# WHAT IS ASKED
Reproduce the records from their start through the line with "[0, 220, 626, 528]", substituting "thick forest" for "dense woodland" and leaving everything else unchanged.

# LISTED RECORDS
-*-*-
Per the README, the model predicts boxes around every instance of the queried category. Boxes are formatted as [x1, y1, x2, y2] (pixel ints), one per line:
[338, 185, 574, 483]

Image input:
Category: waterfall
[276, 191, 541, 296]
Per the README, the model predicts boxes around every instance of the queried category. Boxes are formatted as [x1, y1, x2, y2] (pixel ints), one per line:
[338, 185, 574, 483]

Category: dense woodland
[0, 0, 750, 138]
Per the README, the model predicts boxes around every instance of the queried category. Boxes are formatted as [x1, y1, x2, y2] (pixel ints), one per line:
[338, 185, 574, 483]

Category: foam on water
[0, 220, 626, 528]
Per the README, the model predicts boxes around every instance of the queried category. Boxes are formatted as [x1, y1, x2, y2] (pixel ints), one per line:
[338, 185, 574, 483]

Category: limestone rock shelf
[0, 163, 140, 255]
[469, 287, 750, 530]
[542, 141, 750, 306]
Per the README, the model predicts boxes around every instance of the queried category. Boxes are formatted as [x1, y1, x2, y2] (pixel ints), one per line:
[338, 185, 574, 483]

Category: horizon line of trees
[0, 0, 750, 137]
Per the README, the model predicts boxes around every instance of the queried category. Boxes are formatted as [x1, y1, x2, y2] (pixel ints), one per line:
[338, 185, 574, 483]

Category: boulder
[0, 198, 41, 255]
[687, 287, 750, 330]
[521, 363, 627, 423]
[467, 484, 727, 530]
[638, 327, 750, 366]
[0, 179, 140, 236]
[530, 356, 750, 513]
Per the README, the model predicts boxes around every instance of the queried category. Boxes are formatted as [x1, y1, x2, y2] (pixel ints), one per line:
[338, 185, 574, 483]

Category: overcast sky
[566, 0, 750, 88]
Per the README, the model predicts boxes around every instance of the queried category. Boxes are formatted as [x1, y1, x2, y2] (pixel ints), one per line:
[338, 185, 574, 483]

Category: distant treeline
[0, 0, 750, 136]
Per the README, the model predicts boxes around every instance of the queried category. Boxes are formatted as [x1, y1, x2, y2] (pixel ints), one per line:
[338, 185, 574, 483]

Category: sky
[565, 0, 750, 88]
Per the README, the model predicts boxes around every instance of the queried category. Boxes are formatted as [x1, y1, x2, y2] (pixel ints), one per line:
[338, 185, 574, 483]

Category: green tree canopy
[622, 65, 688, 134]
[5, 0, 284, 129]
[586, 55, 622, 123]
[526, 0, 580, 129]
-*-*-
# TASK ANSWER
Per the README, the model predicts boxes around every instance of the queried category. Boxes are formatted as [x1, y1, x2, y2] (pixel ints), one per line:
[338, 185, 574, 483]

Image input:
Category: waterfall
[276, 191, 541, 296]
Per the README, the model predicts boxes around every instance of the queried category. Boxes are formatted as [x1, y1, x2, y2] (pixel ints), one per line:
[338, 185, 574, 483]

Category: thick forest
[0, 0, 750, 138]
Per the README, the model predicts boxes around every instance of the queried category. Boxes are formatted as [x1, y1, x2, y2] (pixel ints), one per line:
[338, 185, 574, 483]

Category: foam on water
[0, 220, 626, 528]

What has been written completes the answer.